▸ **What to produce**:
Copy the entire listing, down to the final line, exactly.

▸ **Data records**:
================================

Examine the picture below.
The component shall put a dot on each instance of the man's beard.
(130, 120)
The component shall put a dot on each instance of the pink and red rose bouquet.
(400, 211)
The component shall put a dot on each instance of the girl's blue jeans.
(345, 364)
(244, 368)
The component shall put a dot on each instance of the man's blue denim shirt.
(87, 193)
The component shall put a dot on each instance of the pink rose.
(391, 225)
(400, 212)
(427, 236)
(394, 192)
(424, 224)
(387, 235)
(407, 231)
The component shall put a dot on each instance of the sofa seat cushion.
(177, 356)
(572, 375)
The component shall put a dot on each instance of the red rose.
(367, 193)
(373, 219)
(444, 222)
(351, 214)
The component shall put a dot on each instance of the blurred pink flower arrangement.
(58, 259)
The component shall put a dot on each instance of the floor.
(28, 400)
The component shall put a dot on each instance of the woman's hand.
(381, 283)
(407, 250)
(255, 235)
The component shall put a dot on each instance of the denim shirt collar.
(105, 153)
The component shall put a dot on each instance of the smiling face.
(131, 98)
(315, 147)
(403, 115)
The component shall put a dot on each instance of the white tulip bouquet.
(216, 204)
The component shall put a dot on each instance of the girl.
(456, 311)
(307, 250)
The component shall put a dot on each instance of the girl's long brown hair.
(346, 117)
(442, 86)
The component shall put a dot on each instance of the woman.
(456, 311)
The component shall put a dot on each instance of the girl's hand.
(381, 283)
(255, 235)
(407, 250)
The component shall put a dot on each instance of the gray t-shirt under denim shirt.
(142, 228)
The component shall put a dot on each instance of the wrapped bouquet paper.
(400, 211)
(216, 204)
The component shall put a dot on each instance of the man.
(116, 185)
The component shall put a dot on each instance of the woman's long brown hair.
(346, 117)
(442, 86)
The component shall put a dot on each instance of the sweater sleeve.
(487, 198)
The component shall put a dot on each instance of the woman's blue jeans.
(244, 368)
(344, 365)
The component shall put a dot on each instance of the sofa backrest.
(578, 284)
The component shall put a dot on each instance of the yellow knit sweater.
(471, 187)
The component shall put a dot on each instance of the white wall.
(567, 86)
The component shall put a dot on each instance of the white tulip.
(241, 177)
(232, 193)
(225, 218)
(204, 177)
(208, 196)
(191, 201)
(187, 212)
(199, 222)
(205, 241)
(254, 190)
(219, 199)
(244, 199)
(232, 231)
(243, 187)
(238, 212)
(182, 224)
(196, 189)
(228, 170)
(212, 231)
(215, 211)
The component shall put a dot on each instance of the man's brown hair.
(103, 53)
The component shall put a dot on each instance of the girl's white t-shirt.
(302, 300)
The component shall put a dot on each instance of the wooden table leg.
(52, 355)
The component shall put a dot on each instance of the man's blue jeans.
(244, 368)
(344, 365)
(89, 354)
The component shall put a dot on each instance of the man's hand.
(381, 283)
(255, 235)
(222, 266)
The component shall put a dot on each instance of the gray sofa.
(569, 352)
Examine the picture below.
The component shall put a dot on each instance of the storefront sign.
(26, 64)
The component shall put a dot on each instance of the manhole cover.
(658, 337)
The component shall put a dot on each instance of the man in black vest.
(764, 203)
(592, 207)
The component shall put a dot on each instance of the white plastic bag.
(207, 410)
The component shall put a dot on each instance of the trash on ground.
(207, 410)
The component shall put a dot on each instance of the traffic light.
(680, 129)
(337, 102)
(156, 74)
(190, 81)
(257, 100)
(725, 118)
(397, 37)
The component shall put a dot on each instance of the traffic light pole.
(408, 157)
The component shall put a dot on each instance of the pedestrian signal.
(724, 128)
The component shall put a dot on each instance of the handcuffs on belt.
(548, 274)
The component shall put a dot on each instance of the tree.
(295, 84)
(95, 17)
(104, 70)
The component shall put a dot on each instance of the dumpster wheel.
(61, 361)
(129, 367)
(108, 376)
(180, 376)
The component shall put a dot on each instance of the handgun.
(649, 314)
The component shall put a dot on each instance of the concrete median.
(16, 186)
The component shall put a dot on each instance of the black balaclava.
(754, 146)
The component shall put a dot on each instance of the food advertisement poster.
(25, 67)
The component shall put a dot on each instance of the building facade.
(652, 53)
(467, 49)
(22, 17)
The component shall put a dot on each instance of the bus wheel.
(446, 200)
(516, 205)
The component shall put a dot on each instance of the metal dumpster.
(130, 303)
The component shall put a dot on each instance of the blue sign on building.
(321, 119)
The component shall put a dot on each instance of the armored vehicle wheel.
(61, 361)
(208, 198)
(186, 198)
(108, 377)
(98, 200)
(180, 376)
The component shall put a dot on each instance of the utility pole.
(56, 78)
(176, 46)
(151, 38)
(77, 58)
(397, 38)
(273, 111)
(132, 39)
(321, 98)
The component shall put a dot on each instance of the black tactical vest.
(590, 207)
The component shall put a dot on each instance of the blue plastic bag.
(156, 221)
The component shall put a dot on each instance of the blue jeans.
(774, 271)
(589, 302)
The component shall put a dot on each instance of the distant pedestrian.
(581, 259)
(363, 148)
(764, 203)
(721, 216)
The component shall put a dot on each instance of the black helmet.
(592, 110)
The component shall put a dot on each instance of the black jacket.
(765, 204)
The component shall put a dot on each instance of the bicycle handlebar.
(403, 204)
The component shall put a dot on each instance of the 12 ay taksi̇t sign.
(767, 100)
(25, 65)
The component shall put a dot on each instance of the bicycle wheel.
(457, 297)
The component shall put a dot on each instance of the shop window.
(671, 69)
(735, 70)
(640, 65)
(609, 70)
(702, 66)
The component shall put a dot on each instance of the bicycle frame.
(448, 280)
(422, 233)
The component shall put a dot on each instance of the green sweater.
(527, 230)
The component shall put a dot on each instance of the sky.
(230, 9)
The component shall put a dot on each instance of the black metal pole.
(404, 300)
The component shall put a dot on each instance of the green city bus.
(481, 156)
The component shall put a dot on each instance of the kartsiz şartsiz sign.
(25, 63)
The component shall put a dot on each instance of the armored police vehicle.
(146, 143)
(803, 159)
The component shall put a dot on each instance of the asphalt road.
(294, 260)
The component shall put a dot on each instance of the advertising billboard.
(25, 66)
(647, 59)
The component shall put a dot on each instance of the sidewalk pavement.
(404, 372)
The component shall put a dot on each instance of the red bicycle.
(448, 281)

================================

▸ **Answer to the exercise**:
Examine the picture below.
The component shall put a dot on each instance of the man's beard.
(130, 120)
The component shall put a dot on each instance of the pink and red rose bouquet.
(400, 211)
The component shall put a dot on each instance of the girl's blue jeans.
(345, 364)
(244, 368)
The component shall put a dot on each instance of the man's blue denim shirt.
(87, 193)
The component shall put a dot on each instance of the pink rose.
(391, 225)
(400, 212)
(427, 236)
(394, 192)
(424, 224)
(387, 235)
(407, 231)
The component shall put a dot on each instance of the sofa seat cushion.
(177, 356)
(572, 375)
The component shall put a dot on each instance of the red rose.
(367, 193)
(373, 219)
(444, 222)
(351, 214)
The component shall put a dot on each instance of the blurred pink flower arrangement.
(58, 259)
The component shall put a dot on each instance of the floor.
(28, 400)
The component shall put a dot on each instance of the woman's hand.
(381, 283)
(407, 250)
(255, 235)
The component shall put a dot on each instance of the denim shirt collar.
(105, 153)
The component shall put a dot on each instance of the smiling face.
(131, 98)
(315, 147)
(403, 115)
The component shall put a dot on each instance of the white tulip bouquet.
(216, 204)
The component shall put a dot on each instance of the girl.
(456, 311)
(307, 250)
The component shall put a dot on each instance of the girl's long brown hair.
(346, 117)
(442, 86)
The component shall put a dot on each instance of the woman.
(456, 311)
The component shall put a dot on each instance of the girl's hand.
(381, 283)
(255, 235)
(407, 250)
The component shall put a dot on each instance of the gray t-shirt under denim shirt.
(142, 228)
The component shall put a dot on each instance of the wrapped bouquet paper.
(400, 211)
(216, 204)
The component shall put a dot on each instance of the man.
(116, 185)
The component shall put a dot on each instance of the woman's long brown hair.
(346, 117)
(442, 86)
The component shall put a dot on each instance of the sweater sleeve.
(487, 198)
The component shall put a dot on each instance of the woman's blue jeans.
(244, 368)
(344, 365)
The component shall put a dot on each instance of the sofa backrest.
(578, 284)
The component shall put a dot on each instance of the yellow knit sweater.
(471, 187)
The component shall put a dot on each instance of the white wall.
(567, 86)
The component shall put a dot on each instance of the white tulip.
(241, 177)
(232, 193)
(225, 218)
(204, 177)
(208, 196)
(191, 201)
(187, 212)
(199, 222)
(205, 241)
(254, 190)
(219, 199)
(244, 199)
(232, 231)
(243, 187)
(238, 212)
(182, 224)
(196, 189)
(228, 170)
(212, 231)
(215, 211)
The component shall put a dot on each instance of the man's brown hair.
(103, 53)
The component shall put a dot on each instance of the girl's white t-shirt.
(302, 300)
The component shall put a dot on each instance of the wooden table leg.
(52, 355)
The component shall put a dot on each instance of the man's blue jeans.
(244, 368)
(344, 365)
(89, 354)
The component shall put a dot on each instance of the man's hand.
(381, 283)
(255, 235)
(222, 266)
The component shall put a dot on each instance of the gray sofa.
(569, 352)
Examine the picture below.
The component shall put a dot on each instance of the storefront sign.
(26, 64)
The component shall put a dot on each instance of the manhole cover.
(658, 337)
The component shall put a dot on each instance of the man in black vest.
(764, 203)
(592, 207)
The component shall put a dot on each instance of the white plastic bag.
(207, 410)
The component shall put a dot on each instance of the trash on ground.
(207, 410)
The component shall put a dot on each instance of the traffic light.
(680, 129)
(337, 102)
(156, 74)
(190, 81)
(257, 100)
(725, 118)
(397, 37)
The component shall put a dot on each instance of the traffic light pole.
(408, 157)
The component shall put a dot on each instance of the pedestrian signal.
(724, 128)
The component shall put a dot on each instance of the handcuffs on belt.
(548, 274)
The component shall put a dot on each instance of the tree.
(295, 84)
(95, 17)
(104, 70)
The component shall put a dot on each instance of the dumpster wheel.
(61, 361)
(129, 367)
(108, 376)
(180, 376)
The component shall put a dot on each instance of the handgun.
(649, 314)
The component shall put a dot on each instance of the concrete median.
(16, 186)
The component shall put a dot on each instance of the black balaclava.
(754, 146)
The component shall put a dot on each instance of the food advertisement poster.
(25, 67)
The component shall put a dot on each instance of the building facade.
(652, 53)
(467, 49)
(22, 17)
The component shall put a dot on each instance of the bus wheel.
(446, 200)
(516, 205)
The component shall put a dot on each instance of the metal dumpster.
(130, 303)
The component shall put a dot on each instance of the blue sign on building.
(321, 119)
The component shall put a dot on each instance of the armored vehicle wheel.
(61, 361)
(208, 198)
(186, 198)
(108, 377)
(98, 200)
(180, 376)
The component shall put a dot on each instance of the utility pole.
(56, 78)
(176, 46)
(151, 38)
(77, 58)
(397, 38)
(273, 111)
(132, 39)
(321, 98)
The component shall put a dot on each instance of the black tactical vest.
(590, 207)
The component shall put a dot on each instance of the blue plastic bag.
(156, 221)
The component shall put a dot on each instance of the blue jeans.
(774, 271)
(589, 302)
The component shall put a dot on each instance of the distant pedestrian.
(581, 259)
(363, 148)
(764, 203)
(721, 216)
The component shall put a dot on each instance of the black helmet.
(592, 110)
The component shall put a dot on each instance of the black jacket.
(765, 204)
The component shall put a dot on each instance of the bicycle handlebar.
(403, 204)
The component shall put a dot on each instance of the 12 ay taksi̇t sign.
(767, 100)
(25, 65)
The component shall put a dot on each instance of the bicycle wheel.
(457, 297)
The component shall put a dot on each instance of the shop window.
(671, 69)
(735, 70)
(640, 65)
(609, 70)
(702, 66)
The component shall put a dot on each instance of the bicycle frame.
(448, 280)
(422, 233)
The component shall put a dot on each instance of the green sweater.
(527, 230)
The component shall put a dot on each instance of the sky.
(230, 9)
The component shall put a dot on each instance of the black metal pole.
(404, 300)
The component shall put a dot on each instance of the green city bus.
(481, 156)
The component shall put a dot on each instance of the kartsiz şartsiz sign.
(25, 63)
The component shall put a dot on each instance of the armored police vehicle.
(146, 143)
(803, 159)
The component shall put a dot on each instance of the asphalt road.
(294, 260)
The component shall put a dot on each instance of the advertising billboard.
(25, 66)
(647, 59)
The component shall put a dot on each instance of the sidewalk pavement.
(404, 372)
The component shall put a dot on each instance of the red bicycle.
(448, 281)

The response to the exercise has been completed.